● DOCUMENT:
--------------------------------

Si, compte-tenu de leur modèle, les entreprises de l’économie sociale et solidaire sont éloignées des dispositifs de partage de la valeur, une obligation de mettre en place un tel dispositif devrait être expérimentée pendant 5 ans dans certaines d’entre elles, à compter de 2024.

I. L’exclusion des entreprises de l’économie sociale et solidaire de l’ANI relatif au partage de la valeur.

L’accord national interprofessionnel (ANI) du 10 février 2023 relatif au partage de la valeur au sein de l’entreprise définit le partage de la valeur comme : « a répartition juste et optimale des richesses créées entre les différentes parties prenantes pour à la fois davantage d’efficacité économique […] créer des emplois de qualité et augmenter le pouvoir d’achat ».

L’objectif visé par les partenaires sociaux signataires de l’ANI est donc un objectif fort et engagé de partage des richesses.

Le projet de loi qui transpose cet ANI prévoit notamment, à titre expérimental et pendant une durée de 5 ans à compter de la promulgation de la loi, que les entreprises d’au moins 11 salariés qui ont réalisé un bénéfice net fiscal au moins égal à 1% du chiffre d’affaires pendant 3 exercices consécutifs et qui ne sont pas tenues de mettre en place un régime de participation (moins de 50 salariés) doivent, au cours de l’exercice suivant :

  • Soit mettre en place un régime de participation ou d’intéressement ;
  • Soit abonder un plan d’épargne salariale ;
  • Soit verser la prime de partage de la valeur.

Ces dispositions ne sont pas applicables aux entreprises de l’économie sociale et solidaire.

En effet, l’ANI est un accord signé au niveau national interprofessionnel, avec les organisations patronales représentatives à ce niveau, c’est-à-dire le Medef (Mouvement des entreprises de France), la CPME (Confédération des petites et moyennes entreprises) et l’U2P (Union des entreprises de proximité).

Les entreprises de l’économie sociale et solidaire ne sont pas représentées par ces organisations mais par une organisation multi-professionnelle, l’UDES (Union des employeurs de l’économie sociale et solidaire), qui n’est pas signataire des ANI.

Les entreprises de l’économie sociale et solidaire étaient donc exclues des dispositions de l’ANI, et n’étaient pas non plus prises en compte par le projet de loi initial qui transposait l’ANI, déposé le 24 mai 2023.

--------------------------------

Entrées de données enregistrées
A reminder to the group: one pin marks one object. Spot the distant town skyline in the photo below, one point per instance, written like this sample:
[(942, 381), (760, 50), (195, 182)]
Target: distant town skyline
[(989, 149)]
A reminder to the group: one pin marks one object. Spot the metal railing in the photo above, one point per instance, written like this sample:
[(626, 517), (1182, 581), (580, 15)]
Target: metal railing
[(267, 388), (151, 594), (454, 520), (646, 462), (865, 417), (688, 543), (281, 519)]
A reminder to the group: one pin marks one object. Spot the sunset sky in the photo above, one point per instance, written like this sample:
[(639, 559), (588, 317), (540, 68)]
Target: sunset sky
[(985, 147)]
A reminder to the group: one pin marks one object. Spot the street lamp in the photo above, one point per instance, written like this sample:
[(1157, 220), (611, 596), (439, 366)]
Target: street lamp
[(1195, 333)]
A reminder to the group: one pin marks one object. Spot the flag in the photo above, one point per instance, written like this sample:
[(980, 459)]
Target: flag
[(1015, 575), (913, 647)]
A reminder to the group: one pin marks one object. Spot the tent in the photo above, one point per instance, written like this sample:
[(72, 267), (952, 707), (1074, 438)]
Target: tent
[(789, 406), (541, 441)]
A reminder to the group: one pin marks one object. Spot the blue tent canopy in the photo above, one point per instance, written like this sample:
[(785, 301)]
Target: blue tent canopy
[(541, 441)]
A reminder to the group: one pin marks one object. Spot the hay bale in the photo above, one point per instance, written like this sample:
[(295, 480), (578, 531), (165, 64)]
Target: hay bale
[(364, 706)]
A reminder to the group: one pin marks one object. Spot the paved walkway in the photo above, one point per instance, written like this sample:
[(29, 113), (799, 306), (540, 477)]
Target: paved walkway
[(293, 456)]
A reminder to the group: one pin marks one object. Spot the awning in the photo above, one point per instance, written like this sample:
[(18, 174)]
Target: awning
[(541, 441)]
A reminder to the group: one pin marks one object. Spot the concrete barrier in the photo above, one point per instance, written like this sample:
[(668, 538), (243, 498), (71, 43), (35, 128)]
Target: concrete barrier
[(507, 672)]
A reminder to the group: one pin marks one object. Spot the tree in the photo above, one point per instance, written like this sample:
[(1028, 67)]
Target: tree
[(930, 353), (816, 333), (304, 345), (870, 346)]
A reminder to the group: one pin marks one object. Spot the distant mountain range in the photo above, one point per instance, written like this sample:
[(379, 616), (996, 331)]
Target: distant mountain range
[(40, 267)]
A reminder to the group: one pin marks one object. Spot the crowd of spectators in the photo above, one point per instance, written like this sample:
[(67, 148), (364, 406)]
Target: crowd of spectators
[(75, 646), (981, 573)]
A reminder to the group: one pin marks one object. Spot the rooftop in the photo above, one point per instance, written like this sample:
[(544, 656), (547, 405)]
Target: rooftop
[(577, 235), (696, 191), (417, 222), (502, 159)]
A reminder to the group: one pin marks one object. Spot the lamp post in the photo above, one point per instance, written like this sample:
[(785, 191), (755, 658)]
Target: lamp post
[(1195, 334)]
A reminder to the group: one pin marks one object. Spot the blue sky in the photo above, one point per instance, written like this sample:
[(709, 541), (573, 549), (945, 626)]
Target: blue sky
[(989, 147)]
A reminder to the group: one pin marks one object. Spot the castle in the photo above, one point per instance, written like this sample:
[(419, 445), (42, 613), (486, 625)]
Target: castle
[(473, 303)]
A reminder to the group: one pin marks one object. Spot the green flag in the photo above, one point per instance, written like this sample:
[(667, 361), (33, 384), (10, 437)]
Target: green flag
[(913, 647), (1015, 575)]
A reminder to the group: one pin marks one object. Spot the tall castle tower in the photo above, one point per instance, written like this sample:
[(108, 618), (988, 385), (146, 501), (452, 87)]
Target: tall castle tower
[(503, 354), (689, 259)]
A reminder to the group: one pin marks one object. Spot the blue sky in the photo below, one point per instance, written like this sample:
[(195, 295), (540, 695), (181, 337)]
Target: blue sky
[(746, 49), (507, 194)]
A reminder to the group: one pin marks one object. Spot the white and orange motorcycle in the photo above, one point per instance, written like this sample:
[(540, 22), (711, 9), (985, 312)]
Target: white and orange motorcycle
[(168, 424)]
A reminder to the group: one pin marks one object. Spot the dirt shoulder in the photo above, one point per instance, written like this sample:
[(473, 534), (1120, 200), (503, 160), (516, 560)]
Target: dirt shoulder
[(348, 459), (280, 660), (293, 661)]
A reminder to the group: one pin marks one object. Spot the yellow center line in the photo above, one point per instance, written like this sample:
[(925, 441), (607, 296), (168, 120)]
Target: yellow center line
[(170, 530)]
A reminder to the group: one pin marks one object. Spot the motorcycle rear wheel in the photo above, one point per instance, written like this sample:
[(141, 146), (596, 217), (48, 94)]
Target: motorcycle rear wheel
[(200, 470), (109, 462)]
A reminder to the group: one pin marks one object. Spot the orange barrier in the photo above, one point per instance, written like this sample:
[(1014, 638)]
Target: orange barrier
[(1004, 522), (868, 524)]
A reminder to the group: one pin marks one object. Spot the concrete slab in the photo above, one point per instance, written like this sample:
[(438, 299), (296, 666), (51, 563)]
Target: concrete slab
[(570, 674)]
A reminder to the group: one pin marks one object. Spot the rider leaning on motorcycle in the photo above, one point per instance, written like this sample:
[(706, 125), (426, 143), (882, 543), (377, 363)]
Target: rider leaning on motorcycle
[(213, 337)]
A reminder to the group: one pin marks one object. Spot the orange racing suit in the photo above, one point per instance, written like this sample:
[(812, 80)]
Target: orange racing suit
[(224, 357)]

--------------------------------

● CONSIGNE:
Relevez toutes les organisations d'employeurs citées dans le document sur le partage de la valeur, en indiquant pour chacune son sigle et son nom développé.

● RÉPONSE COMPLÈTE:
- Medef : Mouvement des entreprises de France
- CPME : Confédération des petites et moyennes entreprises
- U2P : Union des entreprises de proximité
- UDES : Union des employeurs de l'économie sociale et solidaire